:: DOCUMENT SEGMENT ::

“As many men, so many opinions.” Terence.
My friend Matt Roper sent me the follow summary of the state of flux of the Documentary Hypothesis as understood by Gordon Wenham in his introduction to his commentary on Genesis, Genesis 1-15, (1987)
“In the kaleidoscope of new pentateuchal hypotheses the existence of J remains one of the few points of agreement conceded by nearly everyone” (xxviii). This has occurred, however, largely at the expense of E (xxix). As far as Genesis is concerned, “E has become very much the Cinderella of the pentateuchal sources in recent criticism” (xxx), which raises the question of whether there is such a thing as “E” in Genesis at all. “This brief survey of the current discussion of Genesis has shown how some of the most deeply rooted convictions and of the critical consensus have been challenged in recent years. The extent and date of J, the existence of E, the date of P, even the standard criteria for source division have been questioned. This is certainly not the first time since Wellhausen that these theories have been rejected by some commentators, but in the past, rejection has usually come from orthodox Jews, conservative Christians, or others on the fringes of mainstream scholarship. The striking thing about the current debate is that it emanates from within the heart of critical orthodoxy; indeed the protagonists of the new positions include some of the most respected names in pentateuchal scholarship” (xxxiv).
He acknowledges that while the fairly traditional theory of JEDP, “still forms the heart of most lecture courses on the Pentateuch, No new consensus has evolved to replace Wellhausen’s basic theory, so it continues to be assumed by many scholars, though there is now widespread recognition of the hypothetical character of the results of modern criticism.”
He cites Rendtorff, “We possess hardly any reliable criteria for the dating of the pentateuchal literature. Every dating of the pentateuchal `sources’ rests on purely hypothetical assumptions, which ultimately only have standing through the consensus of scholars.”
He cites W. H. Schmidt who laments, “How united was OT scholarship for so long, how deeply divided now! The change has come about at some vital points; what was more of less self-evident and undisputed has become doubtful . . . the connection of Deuteronomy with Josiah’s reform, the early date of the Yahwist. Even the legitimacy of source division in the Pentateuch is contested.”
Wenham notes, “H. C. Schmid (1985) has distinguished four major approaches with minor variations current in Germany. This situation is one in which there is no king in OT scholarship. Everyone is doing what is right in his own eyes!” (xxxv).

:::

WORK TO COMPLETE:
a) Answer these questions about the text on the Documentary Hypothesis, one per line:
(i) In what year was Wenham's commentary Genesis 1-15 published?
(ii) Which source does Wenham call "very much the Cinderella of the pentateuchal sources"?
(iii) How many major approaches current in Germany did H. C. Schmid distinguish?
b) Copy the text on the Documentary Hypothesis from "My friend Matt" to "Genesis 1-15, (1987)", substituting "colleague" for "friend".
The entries that follow have no connection to the text on the Documentary Hypothesis.

:: EXTRACTED DATA ::

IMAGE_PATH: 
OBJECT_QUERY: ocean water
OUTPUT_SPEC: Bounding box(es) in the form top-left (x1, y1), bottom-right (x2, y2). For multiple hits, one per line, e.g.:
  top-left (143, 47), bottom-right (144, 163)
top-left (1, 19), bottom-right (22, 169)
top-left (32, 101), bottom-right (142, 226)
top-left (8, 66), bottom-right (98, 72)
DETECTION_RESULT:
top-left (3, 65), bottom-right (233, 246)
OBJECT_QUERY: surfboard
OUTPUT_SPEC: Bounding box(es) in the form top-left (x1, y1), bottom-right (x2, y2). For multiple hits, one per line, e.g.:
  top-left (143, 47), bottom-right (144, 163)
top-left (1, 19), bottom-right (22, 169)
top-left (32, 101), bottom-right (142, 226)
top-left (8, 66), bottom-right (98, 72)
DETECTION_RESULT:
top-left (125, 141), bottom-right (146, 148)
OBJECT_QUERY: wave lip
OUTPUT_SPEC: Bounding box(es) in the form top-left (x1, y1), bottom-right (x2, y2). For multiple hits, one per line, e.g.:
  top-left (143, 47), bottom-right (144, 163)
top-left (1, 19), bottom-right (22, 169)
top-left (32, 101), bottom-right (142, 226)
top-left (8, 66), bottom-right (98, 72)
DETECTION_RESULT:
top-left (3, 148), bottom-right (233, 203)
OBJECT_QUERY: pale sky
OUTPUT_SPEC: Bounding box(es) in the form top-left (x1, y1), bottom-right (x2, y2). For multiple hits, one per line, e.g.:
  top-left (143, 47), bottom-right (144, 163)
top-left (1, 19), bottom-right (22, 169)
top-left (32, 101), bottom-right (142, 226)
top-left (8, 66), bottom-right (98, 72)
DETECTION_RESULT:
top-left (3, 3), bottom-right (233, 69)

:::

LIST OF SOLUTIONS:
a)
(i) 1987
(ii) E
(iii) Four

b)
My colleague Matt Roper sent me the follow summary of the state of flux of the Documentary Hypothesis as understood by Gordon Wenham in his introduction to his commentary on Genesis, Genesis 1-15, (1987)